ASSIGNED TASK: Every entry here should be copied exactly.

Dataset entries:
-*-*-

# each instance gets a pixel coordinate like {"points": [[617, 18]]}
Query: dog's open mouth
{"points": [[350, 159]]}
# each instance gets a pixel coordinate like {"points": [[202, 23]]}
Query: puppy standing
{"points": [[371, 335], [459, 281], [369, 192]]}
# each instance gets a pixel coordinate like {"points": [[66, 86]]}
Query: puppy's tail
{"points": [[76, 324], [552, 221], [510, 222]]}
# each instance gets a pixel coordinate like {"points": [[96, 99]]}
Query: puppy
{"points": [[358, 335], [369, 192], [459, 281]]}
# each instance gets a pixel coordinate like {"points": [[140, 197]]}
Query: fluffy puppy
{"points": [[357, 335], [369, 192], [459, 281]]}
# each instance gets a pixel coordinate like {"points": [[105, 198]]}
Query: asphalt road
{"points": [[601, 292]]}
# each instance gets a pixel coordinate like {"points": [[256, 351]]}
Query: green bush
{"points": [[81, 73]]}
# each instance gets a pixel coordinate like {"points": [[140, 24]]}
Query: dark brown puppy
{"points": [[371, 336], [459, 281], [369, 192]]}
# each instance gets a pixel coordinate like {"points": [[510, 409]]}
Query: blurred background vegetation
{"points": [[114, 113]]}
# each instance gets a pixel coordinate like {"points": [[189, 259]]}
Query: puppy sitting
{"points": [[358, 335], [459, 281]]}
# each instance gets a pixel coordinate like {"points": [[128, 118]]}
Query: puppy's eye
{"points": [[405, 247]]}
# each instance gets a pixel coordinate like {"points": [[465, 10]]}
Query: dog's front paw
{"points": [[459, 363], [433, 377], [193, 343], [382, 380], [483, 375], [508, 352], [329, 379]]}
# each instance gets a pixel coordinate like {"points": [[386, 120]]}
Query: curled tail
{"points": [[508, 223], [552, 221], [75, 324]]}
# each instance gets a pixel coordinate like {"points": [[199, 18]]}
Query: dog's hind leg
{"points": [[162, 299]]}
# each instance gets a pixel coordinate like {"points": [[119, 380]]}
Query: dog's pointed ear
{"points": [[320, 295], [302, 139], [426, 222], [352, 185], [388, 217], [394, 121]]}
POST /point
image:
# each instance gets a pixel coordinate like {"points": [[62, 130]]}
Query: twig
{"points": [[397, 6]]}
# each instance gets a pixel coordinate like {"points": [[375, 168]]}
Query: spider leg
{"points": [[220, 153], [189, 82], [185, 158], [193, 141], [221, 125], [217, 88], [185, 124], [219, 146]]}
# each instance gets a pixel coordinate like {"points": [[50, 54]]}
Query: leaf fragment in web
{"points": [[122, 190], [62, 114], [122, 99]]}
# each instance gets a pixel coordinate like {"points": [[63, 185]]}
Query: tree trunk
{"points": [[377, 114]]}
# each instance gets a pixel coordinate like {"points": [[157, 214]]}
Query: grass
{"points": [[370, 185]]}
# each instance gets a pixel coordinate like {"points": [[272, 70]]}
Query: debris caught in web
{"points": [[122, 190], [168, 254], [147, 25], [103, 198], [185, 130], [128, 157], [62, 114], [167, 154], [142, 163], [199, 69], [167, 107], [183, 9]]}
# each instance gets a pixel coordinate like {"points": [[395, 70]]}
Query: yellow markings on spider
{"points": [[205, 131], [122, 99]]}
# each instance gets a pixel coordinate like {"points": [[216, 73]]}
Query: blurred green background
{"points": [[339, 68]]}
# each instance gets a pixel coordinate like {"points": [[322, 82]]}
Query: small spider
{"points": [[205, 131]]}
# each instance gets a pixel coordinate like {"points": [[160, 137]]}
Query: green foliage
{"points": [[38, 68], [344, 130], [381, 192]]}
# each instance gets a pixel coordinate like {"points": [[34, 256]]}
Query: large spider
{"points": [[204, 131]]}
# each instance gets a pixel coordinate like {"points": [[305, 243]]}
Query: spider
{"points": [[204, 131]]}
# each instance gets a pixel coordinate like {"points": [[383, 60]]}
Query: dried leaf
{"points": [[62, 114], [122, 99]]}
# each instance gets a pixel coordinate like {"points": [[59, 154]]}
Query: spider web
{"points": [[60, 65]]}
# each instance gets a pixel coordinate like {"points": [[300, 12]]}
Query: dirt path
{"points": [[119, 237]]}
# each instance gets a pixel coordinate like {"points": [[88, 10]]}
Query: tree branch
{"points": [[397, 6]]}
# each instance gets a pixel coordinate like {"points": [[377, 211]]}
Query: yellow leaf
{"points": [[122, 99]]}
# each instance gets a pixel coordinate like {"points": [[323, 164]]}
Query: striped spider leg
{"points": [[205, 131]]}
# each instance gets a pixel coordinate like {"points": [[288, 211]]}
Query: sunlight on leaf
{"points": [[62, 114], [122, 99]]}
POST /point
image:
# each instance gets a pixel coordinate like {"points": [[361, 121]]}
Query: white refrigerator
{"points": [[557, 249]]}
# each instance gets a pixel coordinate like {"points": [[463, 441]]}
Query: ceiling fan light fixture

-*-*-

WRITTEN RESPONSE:
# each instance gets a pixel coordinate like {"points": [[617, 18]]}
Query: dog's open mouth
{"points": [[350, 159]]}
# each instance gets a pixel coordinate like {"points": [[202, 23]]}
Query: puppy standing
{"points": [[371, 335], [459, 281], [369, 192]]}
# each instance gets a pixel coordinate like {"points": [[66, 86]]}
Query: puppy's tail
{"points": [[76, 324], [552, 221], [510, 222]]}
# each instance gets a pixel coordinate like {"points": [[96, 99]]}
Query: puppy
{"points": [[358, 335], [369, 192], [459, 281]]}
# each instance gets a pixel coordinate like {"points": [[140, 197]]}
Query: fluffy puppy
{"points": [[357, 335], [369, 192], [459, 281]]}
# each instance gets a pixel coordinate like {"points": [[105, 198]]}
Query: asphalt road
{"points": [[601, 292]]}
# each instance gets a pixel coordinate like {"points": [[256, 351]]}
Query: green bush
{"points": [[81, 73]]}
# each instance gets a pixel coordinate like {"points": [[140, 24]]}
Query: dark brown puppy
{"points": [[371, 336], [459, 281], [369, 192]]}
# each instance gets a pixel coordinate like {"points": [[510, 409]]}
Query: blurred background vegetation
{"points": [[114, 113]]}
# each instance gets a pixel coordinate like {"points": [[189, 259]]}
Query: puppy sitting
{"points": [[358, 335], [459, 281]]}
# each instance gets a pixel coordinate like {"points": [[128, 118]]}
Query: puppy's eye
{"points": [[405, 247]]}
# each instance gets a pixel coordinate like {"points": [[465, 10]]}
Query: dog's front paw
{"points": [[459, 363], [433, 377], [193, 343], [382, 380], [483, 375], [508, 352], [329, 379]]}
# each instance gets a pixel coordinate like {"points": [[386, 120]]}
Query: curled tail
{"points": [[508, 223], [552, 221], [75, 324]]}
# each instance gets a pixel coordinate like {"points": [[199, 18]]}
Query: dog's hind leg
{"points": [[162, 299]]}
# each instance gets a pixel coordinate like {"points": [[119, 380]]}
Query: dog's pointed ear
{"points": [[320, 295], [302, 139], [426, 222], [352, 185], [388, 217], [394, 121]]}
POST /point
image:
# each instance gets a pixel coordinate like {"points": [[62, 130]]}
Query: twig
{"points": [[397, 6]]}
# each instance gets a pixel coordinate like {"points": [[375, 168]]}
Query: spider leg
{"points": [[220, 153], [189, 82], [185, 158], [193, 141], [221, 125], [217, 88], [185, 124], [219, 146]]}
# each instance gets a pixel coordinate like {"points": [[50, 54]]}
Query: leaf fragment in web
{"points": [[122, 190], [62, 114], [122, 99]]}
# each instance gets a pixel coordinate like {"points": [[63, 185]]}
Query: tree trunk
{"points": [[377, 114]]}
# each instance gets a pixel coordinate like {"points": [[157, 214]]}
Query: grass
{"points": [[370, 185]]}
# each instance gets a pixel coordinate like {"points": [[272, 70]]}
Query: debris caught in web
{"points": [[122, 190], [168, 254], [147, 25], [103, 198], [185, 130], [128, 157], [62, 114], [167, 154], [142, 163], [199, 69], [167, 107], [183, 9]]}
# each instance gets a pixel coordinate like {"points": [[395, 70]]}
Query: yellow markings on spider
{"points": [[205, 131], [122, 99]]}
# each instance gets a pixel coordinate like {"points": [[216, 73]]}
Query: blurred green background
{"points": [[339, 68]]}
# each instance gets a pixel coordinate like {"points": [[322, 82]]}
Query: small spider
{"points": [[205, 131]]}
# each instance gets a pixel coordinate like {"points": [[160, 137]]}
Query: green foliage
{"points": [[38, 68], [344, 130], [381, 192]]}
# each instance gets a pixel coordinate like {"points": [[34, 256]]}
Query: large spider
{"points": [[204, 131]]}
# each instance gets a pixel coordinate like {"points": [[305, 243]]}
Query: spider
{"points": [[204, 131]]}
# each instance gets a pixel coordinate like {"points": [[383, 60]]}
Query: dried leaf
{"points": [[62, 114], [122, 99]]}
# each instance gets a pixel coordinate like {"points": [[59, 154]]}
Query: spider web
{"points": [[60, 65]]}
# each instance gets a pixel coordinate like {"points": [[300, 12]]}
Query: dirt path
{"points": [[119, 237]]}
# each instance gets a pixel coordinate like {"points": [[88, 10]]}
Query: tree branch
{"points": [[397, 6]]}
# each instance gets a pixel coordinate like {"points": [[377, 211]]}
Query: yellow leaf
{"points": [[122, 99]]}
# each instance gets a pixel coordinate like {"points": [[323, 164]]}
Query: striped spider leg
{"points": [[205, 131]]}
# each instance gets a pixel coordinate like {"points": [[288, 211]]}
Query: sunlight on leaf
{"points": [[62, 114], [122, 99]]}
POST /point
image:
# each instance gets a pixel coordinate like {"points": [[361, 121]]}
Query: white refrigerator
{"points": [[557, 249]]}
# each instance gets a pixel coordinate like {"points": [[463, 441]]}
Query: ceiling fan light fixture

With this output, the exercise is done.